● 読む文章:
最先端医療「人工内耳」を進化させるICの開発に挑む
身体に障がいのある人の生活をサポートし、QOL(クオリティ・オブ・ライフ)の向上にも役立つ人工臓器。なかでも「最も進んだ人工臓器」ともいわれる人工内耳は、体内に埋め込んで使われるため、そこに搭載されるIC(集積回路)(※1)には、高い精度と信頼性が求められます。医療機器をはじめ、自動車、産業機器、コンシューマー製品などさまざまな電子機器に搭載される、特定用途向けIC(ASIC)(※2)専業メーカーであるICsense社による、IC開発の裏側をご紹介します。
(映像:Newsflare)

聴覚障がい者の生活を支える「人工内耳」とは?
人工内耳は、健常者の内耳(蝸牛)の機能をまねて設計されています。電子部品の小型化や高性能化により、その性能は飛躍的に進化しています。人工内耳は、内耳の中にある損傷を受けた有毛細胞の代わりとなって、補聴器よりもクリアな音を届けることができます。
人工内耳システムは2つのパーツから構成されています。ひとつは外部サウンドプロセッサで、2つのマイクを搭載し、周囲の音を電気信号に変換して内耳に届けます。もうひとつは手術によって皮下に設置されるインプラントで、サウンドプロセッサから送られた電気信号を、蝸牛に挿入された電極アレイを通じて聴神経に送ります。人工内耳は多くの聴覚障がい者にとって、日常生活を送るためになくてはならない機器となっています。
人工内耳の仕組み

(画像提供:コクレア社)
1. サウンドプロセッサの複数のマイクが音を拾い、デジタル情報に変換します。
2. コイルを通じて、皮下のインプラントに情報が伝達されます。

● データの一部:
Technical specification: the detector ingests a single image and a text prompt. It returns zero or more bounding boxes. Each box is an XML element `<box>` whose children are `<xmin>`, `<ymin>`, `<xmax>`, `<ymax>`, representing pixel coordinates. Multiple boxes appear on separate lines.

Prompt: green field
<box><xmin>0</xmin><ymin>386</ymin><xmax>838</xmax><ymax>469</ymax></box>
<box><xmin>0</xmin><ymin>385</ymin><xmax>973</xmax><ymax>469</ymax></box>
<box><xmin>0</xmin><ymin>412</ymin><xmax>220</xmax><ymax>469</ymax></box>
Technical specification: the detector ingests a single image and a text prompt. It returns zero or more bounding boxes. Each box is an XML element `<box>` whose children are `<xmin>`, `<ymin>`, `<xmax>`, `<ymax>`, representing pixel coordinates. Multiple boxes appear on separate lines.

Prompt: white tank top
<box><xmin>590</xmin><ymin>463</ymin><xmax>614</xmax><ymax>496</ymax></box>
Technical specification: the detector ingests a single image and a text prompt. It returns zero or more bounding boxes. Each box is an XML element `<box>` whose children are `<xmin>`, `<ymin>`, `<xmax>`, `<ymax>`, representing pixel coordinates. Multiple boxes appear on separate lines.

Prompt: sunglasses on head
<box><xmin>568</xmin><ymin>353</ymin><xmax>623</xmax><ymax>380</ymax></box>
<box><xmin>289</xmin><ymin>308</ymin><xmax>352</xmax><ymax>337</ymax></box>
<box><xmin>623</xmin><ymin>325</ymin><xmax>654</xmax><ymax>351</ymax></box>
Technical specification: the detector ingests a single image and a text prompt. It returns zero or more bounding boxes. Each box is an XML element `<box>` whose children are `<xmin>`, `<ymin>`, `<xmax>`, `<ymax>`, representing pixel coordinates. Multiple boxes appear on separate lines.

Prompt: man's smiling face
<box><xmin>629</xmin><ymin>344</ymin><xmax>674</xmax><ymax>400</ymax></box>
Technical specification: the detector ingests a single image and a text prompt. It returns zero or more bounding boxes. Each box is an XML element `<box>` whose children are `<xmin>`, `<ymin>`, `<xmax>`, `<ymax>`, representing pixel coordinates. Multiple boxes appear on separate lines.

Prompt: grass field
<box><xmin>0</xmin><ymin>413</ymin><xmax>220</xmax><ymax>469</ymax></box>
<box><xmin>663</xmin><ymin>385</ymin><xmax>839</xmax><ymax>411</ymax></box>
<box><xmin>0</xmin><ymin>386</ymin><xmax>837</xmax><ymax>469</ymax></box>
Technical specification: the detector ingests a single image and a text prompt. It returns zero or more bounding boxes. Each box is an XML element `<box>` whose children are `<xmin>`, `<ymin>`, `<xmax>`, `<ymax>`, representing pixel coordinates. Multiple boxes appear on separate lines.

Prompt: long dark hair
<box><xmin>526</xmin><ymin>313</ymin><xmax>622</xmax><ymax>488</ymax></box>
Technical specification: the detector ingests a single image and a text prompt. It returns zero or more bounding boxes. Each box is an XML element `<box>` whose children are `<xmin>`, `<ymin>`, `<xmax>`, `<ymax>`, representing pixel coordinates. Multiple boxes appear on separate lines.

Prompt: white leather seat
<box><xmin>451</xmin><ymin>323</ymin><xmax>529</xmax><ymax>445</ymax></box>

● 課題の内容: 人工内耳についての本文を、最初から最後まで一字一句そのまま書き写してください。 このデータは本文とは関係ありません。

● 課題の答え:
最先端医療「人工内耳」を進化させるICの開発に挑む
身体に障がいのある人の生活をサポートし、QOL(クオリティ・オブ・ライフ)の向上にも役立つ人工臓器。なかでも「最も進んだ人工臓器」ともいわれる人工内耳は、体内に埋め込んで使われるため、そこに搭載されるIC(集積回路)(※1)には、高い精度と信頼性が求められます。医療機器をはじめ、自動車、産業機器、コンシューマー製品などさまざまな電子機器に搭載される、特定用途向けIC(ASIC)(※2)専業メーカーであるICsense社による、IC開発の裏側をご紹介します。
(映像:Newsflare)

聴覚障がい者の生活を支える「人工内耳」とは?
人工内耳は、健常者の内耳(蝸牛)の機能をまねて設計されています。電子部品の小型化や高性能化により、その性能は飛躍的に進化しています。人工内耳は、内耳の中にある損傷を受けた有毛細胞の代わりとなって、補聴器よりもクリアな音を届けることができます。
人工内耳システムは2つのパーツから構成されています。ひとつは外部サウンドプロセッサで、2つのマイクを搭載し、周囲の音を電気信号に変換して内耳に届けます。もうひとつは手術によって皮下に設置されるインプラントで、サウンドプロセッサから送られた電気信号を、蝸牛に挿入された電極アレイを通じて聴神経に送ります。人工内耳は多くの聴覚障がい者にとって、日常生活を送るためになくてはならない機器となっています。
人工内耳の仕組み

(画像提供:コクレア社)
1. サウンドプロセッサの複数のマイクが音を拾い、デジタル情報に変換します。
2. コイルを通じて、皮下のインプラントに情報が伝達されます。